Rewrite the stretch from the line containing "st sign with a point." through the line containing "(1323, 627)", both lines included, and nothing else. Keep the requests as they are, but multiply each point coordinate in the answers by 0.9 and round to a whole number, rounding halves up.

Rows:
[BEGIN]

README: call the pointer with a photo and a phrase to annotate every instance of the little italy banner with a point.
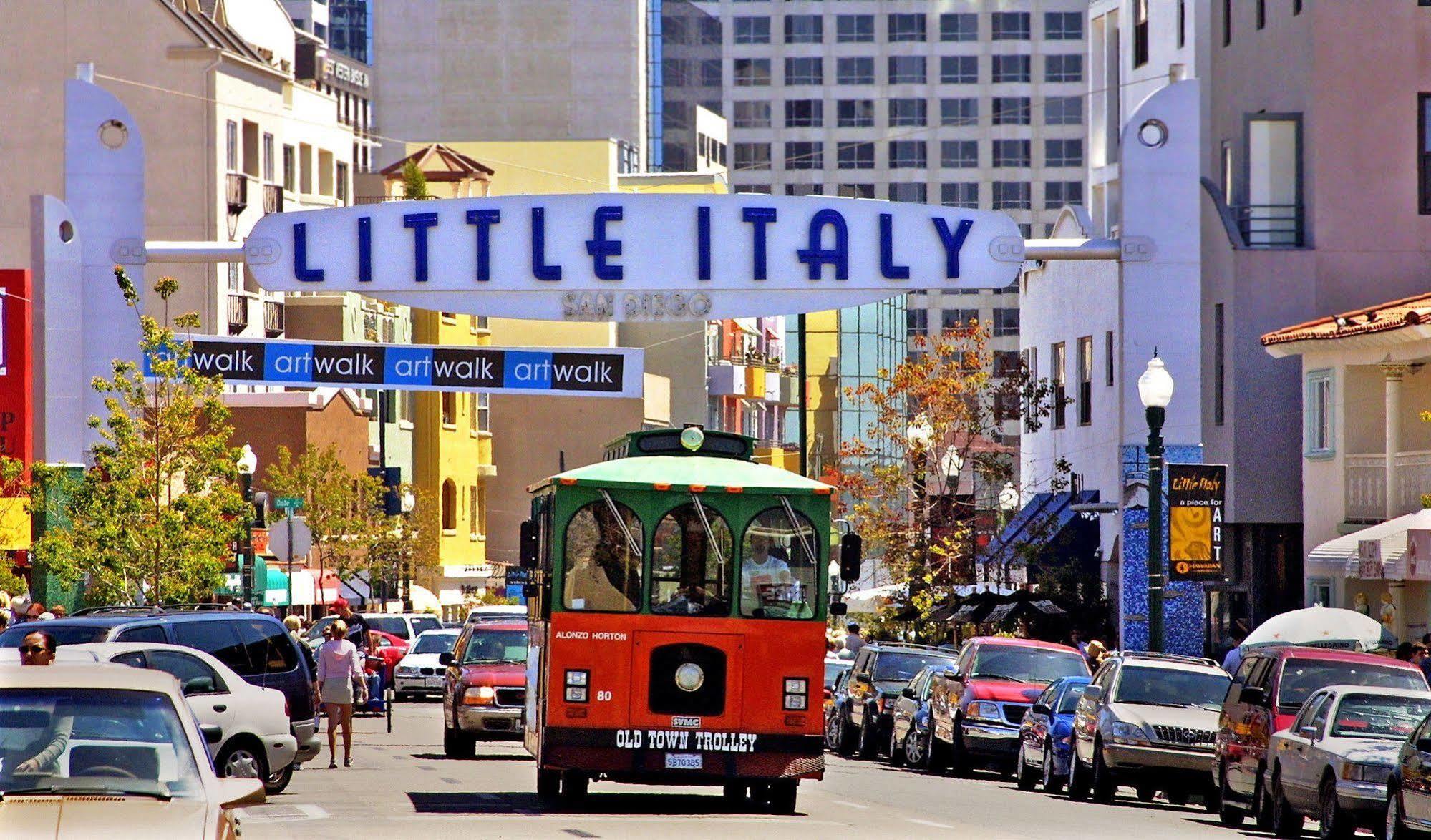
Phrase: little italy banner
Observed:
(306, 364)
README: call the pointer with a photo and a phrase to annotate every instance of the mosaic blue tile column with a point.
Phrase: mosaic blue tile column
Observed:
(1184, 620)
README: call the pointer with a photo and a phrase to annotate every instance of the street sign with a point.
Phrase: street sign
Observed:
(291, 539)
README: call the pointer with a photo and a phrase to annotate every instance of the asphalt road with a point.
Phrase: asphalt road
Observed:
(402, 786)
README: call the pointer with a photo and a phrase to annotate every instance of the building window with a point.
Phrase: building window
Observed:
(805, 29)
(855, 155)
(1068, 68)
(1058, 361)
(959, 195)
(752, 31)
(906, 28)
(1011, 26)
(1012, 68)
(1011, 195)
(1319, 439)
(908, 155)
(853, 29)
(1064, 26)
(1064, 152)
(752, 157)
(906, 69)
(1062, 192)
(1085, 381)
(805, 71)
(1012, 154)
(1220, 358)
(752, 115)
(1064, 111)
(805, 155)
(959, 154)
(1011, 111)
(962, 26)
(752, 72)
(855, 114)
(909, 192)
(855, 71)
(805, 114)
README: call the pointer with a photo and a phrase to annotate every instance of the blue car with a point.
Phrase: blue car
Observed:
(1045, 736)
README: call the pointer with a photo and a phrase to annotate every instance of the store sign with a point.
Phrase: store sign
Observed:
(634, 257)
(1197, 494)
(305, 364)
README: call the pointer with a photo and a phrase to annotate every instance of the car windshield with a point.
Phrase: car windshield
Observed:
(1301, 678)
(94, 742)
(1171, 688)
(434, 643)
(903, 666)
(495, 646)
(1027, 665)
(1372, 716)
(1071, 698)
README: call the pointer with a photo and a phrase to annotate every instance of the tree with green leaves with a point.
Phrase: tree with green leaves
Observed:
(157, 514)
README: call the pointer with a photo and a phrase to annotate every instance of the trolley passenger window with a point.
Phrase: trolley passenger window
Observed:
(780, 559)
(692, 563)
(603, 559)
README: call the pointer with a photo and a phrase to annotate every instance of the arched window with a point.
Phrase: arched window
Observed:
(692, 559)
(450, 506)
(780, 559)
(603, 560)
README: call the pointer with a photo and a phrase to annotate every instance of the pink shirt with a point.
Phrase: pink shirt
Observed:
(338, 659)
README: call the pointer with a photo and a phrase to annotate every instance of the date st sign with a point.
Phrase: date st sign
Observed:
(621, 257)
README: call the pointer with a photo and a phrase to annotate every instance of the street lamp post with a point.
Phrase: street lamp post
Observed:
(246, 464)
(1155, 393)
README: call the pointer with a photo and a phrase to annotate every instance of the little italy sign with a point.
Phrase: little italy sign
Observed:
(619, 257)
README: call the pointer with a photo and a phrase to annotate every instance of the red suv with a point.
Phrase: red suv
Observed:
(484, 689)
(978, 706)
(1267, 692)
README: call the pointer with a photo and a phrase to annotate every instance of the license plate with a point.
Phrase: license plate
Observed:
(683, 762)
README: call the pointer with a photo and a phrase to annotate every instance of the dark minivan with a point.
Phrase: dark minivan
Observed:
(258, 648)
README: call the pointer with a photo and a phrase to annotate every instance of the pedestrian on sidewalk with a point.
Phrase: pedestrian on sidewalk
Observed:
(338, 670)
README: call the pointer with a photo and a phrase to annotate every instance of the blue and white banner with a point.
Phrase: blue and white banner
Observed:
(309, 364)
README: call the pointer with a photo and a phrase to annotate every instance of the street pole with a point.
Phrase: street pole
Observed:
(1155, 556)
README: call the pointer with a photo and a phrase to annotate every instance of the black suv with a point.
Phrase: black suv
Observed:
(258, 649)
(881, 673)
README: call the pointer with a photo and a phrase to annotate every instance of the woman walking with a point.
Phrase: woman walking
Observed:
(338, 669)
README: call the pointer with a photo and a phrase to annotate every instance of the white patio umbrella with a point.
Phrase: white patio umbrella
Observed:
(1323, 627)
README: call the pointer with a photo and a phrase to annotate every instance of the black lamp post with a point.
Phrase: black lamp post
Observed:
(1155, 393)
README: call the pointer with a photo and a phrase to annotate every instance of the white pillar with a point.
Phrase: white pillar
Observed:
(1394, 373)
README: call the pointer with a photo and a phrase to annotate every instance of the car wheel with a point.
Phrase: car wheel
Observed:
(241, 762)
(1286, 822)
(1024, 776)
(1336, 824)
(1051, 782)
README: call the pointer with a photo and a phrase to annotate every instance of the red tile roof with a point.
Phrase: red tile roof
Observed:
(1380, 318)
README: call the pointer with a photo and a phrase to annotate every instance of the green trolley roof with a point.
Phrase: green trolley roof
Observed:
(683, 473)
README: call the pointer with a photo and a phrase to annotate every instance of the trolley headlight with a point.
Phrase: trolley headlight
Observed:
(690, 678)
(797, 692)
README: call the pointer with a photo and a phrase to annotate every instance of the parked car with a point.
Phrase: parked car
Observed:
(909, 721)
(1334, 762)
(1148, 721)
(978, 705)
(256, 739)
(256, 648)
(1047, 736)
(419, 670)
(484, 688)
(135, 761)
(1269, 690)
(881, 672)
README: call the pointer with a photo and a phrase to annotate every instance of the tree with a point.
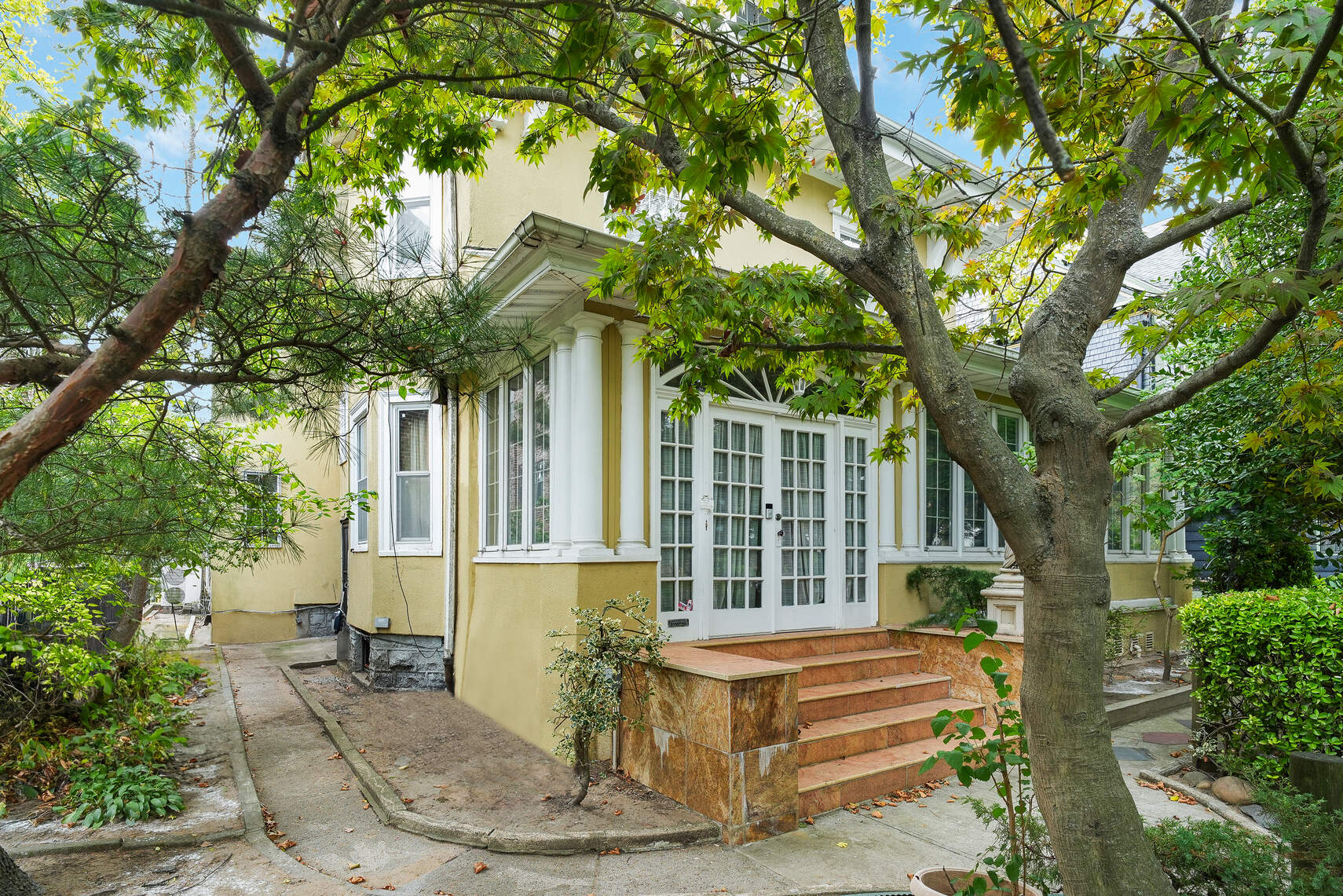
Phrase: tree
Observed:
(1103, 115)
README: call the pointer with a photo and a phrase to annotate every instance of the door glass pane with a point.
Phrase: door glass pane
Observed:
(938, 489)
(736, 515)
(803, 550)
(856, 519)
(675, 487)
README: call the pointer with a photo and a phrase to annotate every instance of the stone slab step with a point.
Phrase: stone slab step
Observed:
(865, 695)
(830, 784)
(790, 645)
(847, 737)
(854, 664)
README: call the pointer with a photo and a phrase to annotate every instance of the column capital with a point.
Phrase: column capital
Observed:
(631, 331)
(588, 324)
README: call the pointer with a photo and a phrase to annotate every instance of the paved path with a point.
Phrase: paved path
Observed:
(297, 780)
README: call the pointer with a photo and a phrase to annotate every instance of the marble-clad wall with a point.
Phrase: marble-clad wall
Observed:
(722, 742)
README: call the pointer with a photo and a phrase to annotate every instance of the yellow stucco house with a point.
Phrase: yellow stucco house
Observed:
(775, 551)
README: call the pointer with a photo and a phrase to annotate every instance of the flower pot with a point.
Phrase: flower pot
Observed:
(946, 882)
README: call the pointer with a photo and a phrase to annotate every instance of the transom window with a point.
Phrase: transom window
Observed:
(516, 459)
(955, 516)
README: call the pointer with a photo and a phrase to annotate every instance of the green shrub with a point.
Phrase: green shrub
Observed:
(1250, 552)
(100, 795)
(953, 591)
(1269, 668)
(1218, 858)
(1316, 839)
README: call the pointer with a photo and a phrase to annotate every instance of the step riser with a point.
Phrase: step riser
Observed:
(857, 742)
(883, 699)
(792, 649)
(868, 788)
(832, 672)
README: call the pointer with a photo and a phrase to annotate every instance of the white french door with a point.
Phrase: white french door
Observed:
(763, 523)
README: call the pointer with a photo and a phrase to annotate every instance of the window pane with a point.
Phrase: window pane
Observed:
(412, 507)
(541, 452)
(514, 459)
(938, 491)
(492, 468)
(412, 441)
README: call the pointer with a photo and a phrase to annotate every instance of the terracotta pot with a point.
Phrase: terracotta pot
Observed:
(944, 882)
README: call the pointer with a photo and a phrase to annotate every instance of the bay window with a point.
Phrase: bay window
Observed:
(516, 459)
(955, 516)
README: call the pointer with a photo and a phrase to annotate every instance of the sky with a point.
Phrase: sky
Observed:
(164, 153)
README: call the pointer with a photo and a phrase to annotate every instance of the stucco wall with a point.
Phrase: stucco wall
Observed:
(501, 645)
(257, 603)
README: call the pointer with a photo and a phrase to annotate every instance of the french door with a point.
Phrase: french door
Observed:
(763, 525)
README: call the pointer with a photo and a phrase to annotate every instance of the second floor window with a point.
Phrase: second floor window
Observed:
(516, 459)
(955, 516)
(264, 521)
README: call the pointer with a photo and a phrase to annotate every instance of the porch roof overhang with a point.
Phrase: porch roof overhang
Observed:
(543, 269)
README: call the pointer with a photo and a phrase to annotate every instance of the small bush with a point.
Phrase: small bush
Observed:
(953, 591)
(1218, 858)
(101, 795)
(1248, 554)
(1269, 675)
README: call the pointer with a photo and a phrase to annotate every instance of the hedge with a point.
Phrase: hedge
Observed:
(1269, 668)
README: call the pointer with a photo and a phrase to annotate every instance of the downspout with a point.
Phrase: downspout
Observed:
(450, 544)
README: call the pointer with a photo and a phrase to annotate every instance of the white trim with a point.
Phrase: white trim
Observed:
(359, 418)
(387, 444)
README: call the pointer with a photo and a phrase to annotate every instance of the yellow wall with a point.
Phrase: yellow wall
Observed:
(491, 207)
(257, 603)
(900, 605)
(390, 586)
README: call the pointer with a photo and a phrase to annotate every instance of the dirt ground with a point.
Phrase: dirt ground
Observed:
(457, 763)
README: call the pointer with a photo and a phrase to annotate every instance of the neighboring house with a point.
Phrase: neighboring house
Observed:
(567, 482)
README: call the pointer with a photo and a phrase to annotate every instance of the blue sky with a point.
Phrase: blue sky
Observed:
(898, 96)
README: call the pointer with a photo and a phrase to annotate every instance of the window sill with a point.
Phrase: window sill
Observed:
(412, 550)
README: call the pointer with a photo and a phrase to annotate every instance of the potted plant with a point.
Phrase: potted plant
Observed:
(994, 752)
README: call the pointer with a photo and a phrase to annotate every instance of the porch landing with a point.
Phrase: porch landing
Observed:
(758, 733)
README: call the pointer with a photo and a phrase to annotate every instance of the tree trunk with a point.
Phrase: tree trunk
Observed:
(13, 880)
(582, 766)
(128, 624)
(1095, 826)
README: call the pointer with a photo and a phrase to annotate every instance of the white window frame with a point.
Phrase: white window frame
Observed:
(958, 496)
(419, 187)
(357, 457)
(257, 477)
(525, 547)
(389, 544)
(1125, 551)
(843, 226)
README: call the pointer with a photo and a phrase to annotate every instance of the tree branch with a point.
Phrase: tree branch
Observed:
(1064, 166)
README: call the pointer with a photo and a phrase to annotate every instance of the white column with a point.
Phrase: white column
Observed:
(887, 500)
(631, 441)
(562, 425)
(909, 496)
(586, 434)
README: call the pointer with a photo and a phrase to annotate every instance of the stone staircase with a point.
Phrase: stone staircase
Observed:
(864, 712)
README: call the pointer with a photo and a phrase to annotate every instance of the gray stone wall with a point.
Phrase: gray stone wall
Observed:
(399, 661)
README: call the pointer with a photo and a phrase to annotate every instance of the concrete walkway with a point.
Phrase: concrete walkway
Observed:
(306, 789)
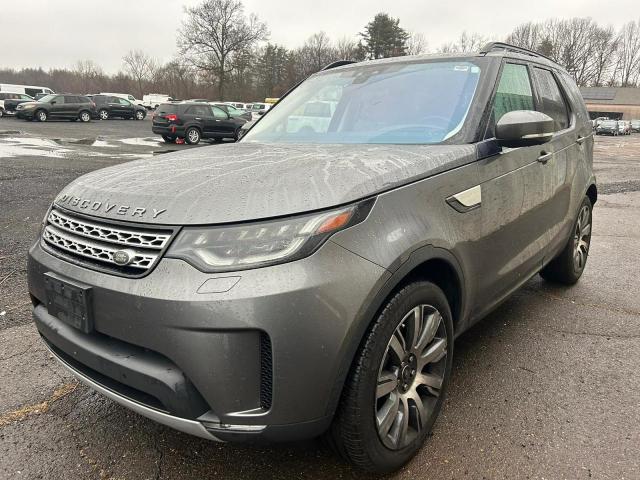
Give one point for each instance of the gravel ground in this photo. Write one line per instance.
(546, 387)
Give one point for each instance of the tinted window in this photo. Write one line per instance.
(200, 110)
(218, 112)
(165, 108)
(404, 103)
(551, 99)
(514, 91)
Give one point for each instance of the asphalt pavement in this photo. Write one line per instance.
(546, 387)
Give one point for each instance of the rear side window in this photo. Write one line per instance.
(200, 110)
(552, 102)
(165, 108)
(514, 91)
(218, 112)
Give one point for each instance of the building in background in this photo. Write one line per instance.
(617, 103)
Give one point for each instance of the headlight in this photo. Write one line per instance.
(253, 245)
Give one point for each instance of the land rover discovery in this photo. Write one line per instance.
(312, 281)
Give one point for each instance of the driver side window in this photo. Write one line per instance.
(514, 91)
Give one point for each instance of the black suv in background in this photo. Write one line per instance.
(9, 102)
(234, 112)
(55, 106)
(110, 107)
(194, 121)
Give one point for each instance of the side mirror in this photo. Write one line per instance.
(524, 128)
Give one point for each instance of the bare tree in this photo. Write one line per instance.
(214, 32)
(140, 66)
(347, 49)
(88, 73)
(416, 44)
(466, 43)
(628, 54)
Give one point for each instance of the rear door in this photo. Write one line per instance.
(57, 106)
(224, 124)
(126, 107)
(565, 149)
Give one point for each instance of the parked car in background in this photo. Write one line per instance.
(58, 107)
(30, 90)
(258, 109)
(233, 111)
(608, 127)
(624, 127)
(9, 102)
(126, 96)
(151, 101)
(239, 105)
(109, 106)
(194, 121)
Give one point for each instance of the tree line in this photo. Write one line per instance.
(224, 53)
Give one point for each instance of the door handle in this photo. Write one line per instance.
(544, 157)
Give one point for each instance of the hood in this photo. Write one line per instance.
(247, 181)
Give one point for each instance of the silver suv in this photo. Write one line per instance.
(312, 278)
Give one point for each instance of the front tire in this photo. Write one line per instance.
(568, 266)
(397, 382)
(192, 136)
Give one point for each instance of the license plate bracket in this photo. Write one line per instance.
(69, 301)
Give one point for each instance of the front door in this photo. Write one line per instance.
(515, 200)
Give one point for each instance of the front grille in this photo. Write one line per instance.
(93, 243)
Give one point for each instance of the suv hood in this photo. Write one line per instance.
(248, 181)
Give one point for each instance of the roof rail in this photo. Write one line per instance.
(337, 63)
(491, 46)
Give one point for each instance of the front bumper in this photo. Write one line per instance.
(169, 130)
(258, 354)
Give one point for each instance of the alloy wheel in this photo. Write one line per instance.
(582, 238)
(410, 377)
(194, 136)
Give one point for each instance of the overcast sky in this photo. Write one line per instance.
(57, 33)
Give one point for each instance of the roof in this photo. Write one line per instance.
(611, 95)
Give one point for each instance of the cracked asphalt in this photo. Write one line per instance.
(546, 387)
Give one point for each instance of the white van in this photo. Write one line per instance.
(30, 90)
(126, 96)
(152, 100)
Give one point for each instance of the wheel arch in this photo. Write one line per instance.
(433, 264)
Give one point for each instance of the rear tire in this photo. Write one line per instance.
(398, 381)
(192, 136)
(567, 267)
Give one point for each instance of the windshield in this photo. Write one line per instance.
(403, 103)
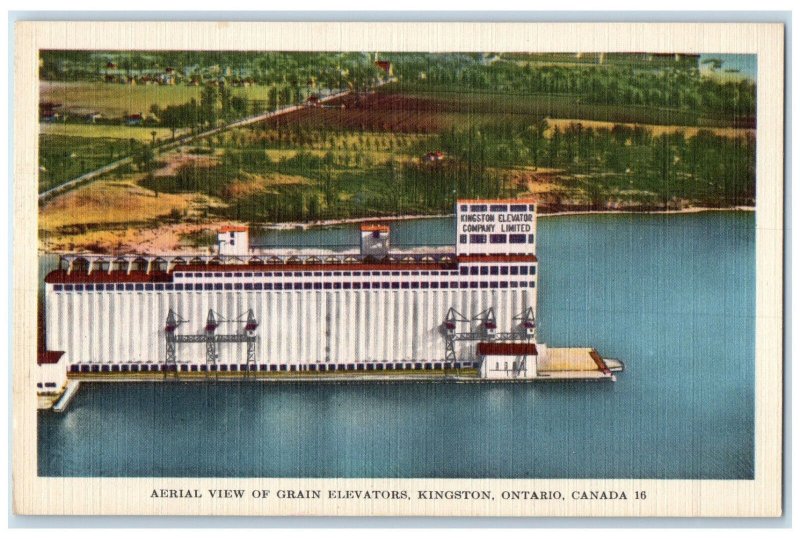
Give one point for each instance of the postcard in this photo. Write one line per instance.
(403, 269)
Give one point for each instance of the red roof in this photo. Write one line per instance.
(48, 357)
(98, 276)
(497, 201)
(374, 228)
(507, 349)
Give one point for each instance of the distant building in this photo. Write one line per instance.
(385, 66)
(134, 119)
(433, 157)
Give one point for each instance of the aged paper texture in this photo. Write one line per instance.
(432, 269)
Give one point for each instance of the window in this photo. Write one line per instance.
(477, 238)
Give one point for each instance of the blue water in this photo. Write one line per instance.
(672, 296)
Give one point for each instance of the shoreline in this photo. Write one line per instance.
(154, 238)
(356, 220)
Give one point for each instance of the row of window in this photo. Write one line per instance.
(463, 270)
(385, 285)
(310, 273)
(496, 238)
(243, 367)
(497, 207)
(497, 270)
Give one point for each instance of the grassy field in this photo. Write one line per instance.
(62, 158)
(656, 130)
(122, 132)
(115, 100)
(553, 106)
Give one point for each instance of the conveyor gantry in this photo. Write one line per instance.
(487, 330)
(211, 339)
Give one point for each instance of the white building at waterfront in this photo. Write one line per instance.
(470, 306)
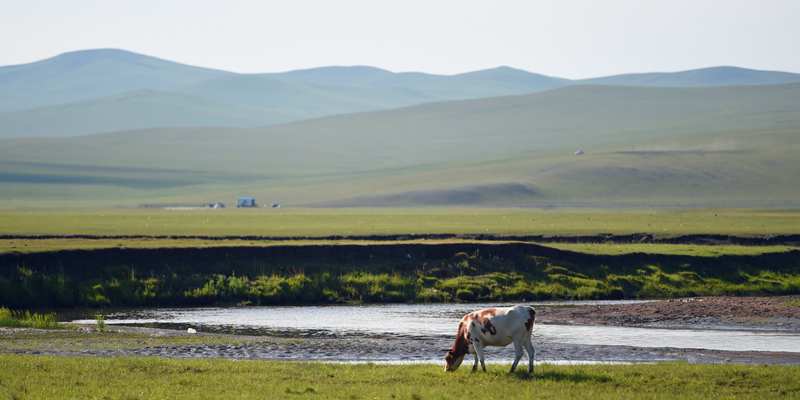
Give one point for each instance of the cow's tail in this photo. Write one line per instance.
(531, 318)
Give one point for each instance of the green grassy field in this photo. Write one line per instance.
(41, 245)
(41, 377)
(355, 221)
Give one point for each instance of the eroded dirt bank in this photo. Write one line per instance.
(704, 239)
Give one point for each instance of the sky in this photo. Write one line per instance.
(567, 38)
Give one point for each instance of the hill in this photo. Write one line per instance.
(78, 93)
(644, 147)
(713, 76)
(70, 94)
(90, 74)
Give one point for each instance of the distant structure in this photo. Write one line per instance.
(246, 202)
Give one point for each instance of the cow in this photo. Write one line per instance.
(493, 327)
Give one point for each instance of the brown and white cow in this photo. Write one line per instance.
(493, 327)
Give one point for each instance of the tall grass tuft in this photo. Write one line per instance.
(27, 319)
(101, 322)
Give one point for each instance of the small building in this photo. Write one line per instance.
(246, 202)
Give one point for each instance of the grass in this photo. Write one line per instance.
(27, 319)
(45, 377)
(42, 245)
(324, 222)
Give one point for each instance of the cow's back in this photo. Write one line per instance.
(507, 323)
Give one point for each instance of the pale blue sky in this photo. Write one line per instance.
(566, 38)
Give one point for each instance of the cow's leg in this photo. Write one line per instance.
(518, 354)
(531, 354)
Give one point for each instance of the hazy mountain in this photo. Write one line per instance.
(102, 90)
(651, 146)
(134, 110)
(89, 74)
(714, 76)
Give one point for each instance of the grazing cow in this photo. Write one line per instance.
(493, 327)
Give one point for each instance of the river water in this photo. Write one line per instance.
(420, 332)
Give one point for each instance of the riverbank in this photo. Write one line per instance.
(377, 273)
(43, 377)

[END]

Result:
README: call the pointer with a photo and a phrase to annotate every instance of the date st sign with a point.
Phrase: date st sign
Observed:
(559, 231)
README: call the pointer with a photo and a phrase to annotate every instance of the street lamp post with a point.
Phrase: street lamp post
Observed:
(221, 418)
(1040, 354)
README: call the pointer with a photo and a phrase to annotate every instance of the little italy sign with a point.
Phrase: little italy sign
Observed:
(557, 231)
README: call the pointer with a photo and a phrase to annotate every instance of the red suv with a point.
Phrase: red suv
Observed:
(436, 620)
(880, 635)
(1140, 623)
README: call the pointer with a photo and a phrase to annotate every instance of the license plate with a point.
Phrase: license plate
Observed:
(615, 686)
README: call the pointer with a photo and a phrase to annotate every instance of the dark minivan with a point.
Phrase: dark minivan
Observed:
(232, 583)
README: call the pointer with a photo and a phrase to annotate every instance of the pedestrian on sidewalk with a point.
Phrase: pedestrian on sidewalk
Observed:
(304, 603)
README: call the pointer with a photo and a phrase to annotate every instance of the blue and white banner with a point.
Phrase: blue and white banner
Observed:
(278, 328)
README: call the pointer with a photo and a phrase to annotate every instance of the street pole with a point.
Phrase: street pole
Observed:
(1040, 500)
README: call the pointer with a photo and a phrase to annotate every instance of the black suv with a point.
Phrase: black suv
Observed:
(232, 584)
(793, 606)
README: call the pointer with a photo and a phrase to annotate every instance of the woman walking with a point.
Phrase: woman walking
Observed:
(304, 602)
README: call the pointer with a photo and a phrase to annotate every instance of the white patio umbrella with a point.
Phrase: white patio umbrella
Observed:
(1191, 564)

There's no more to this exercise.